====== RECORDS SUPPLIED ======

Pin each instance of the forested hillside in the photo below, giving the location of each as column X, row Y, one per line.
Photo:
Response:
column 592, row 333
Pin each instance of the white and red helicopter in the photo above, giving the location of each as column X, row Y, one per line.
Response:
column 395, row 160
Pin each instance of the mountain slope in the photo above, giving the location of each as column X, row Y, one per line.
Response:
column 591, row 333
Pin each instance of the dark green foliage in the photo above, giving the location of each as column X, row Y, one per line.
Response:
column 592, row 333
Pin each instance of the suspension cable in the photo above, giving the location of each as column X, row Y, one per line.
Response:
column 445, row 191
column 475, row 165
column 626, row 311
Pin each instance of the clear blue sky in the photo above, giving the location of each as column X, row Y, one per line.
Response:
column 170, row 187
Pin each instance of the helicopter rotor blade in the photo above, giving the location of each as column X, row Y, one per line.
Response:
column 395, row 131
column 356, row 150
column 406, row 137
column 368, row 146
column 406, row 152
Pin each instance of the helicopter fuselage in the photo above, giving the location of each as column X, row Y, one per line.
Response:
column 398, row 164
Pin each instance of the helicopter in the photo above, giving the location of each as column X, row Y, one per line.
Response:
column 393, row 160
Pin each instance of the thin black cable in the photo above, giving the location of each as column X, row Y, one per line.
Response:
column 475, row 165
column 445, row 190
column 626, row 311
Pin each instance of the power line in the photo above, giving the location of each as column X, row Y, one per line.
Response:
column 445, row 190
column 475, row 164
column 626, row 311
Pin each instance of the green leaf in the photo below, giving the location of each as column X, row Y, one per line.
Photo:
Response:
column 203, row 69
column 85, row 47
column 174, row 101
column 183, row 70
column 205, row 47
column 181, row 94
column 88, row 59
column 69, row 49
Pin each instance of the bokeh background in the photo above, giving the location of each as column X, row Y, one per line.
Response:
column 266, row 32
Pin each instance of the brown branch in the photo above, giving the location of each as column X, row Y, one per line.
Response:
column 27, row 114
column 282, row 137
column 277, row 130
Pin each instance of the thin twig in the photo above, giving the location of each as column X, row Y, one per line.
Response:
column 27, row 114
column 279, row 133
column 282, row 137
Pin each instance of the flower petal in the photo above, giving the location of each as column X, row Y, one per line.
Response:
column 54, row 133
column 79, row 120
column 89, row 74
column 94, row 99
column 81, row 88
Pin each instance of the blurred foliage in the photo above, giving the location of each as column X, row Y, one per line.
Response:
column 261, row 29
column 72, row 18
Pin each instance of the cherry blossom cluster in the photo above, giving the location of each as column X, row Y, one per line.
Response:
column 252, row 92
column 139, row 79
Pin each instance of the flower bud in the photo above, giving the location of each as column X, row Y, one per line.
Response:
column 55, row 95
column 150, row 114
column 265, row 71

======

EXERCISE. Find the word "helicopter" in the entries above. Copy every line that has it.

ANSWER SECTION.
Pin each instance of the white and red helicopter in the photo above, giving the location of each as column X, row Y, one per line.
Pin each instance of the helicopter rotor blade in the photo above, giving the location of each as column X, row Y, one per line.
Pin each instance of the helicopter fuselage in the photo above, giving the location of each as column X, row Y, one per line.
Pin each instance of the helicopter in the photo above, giving the location of each as column X, row Y, one per line.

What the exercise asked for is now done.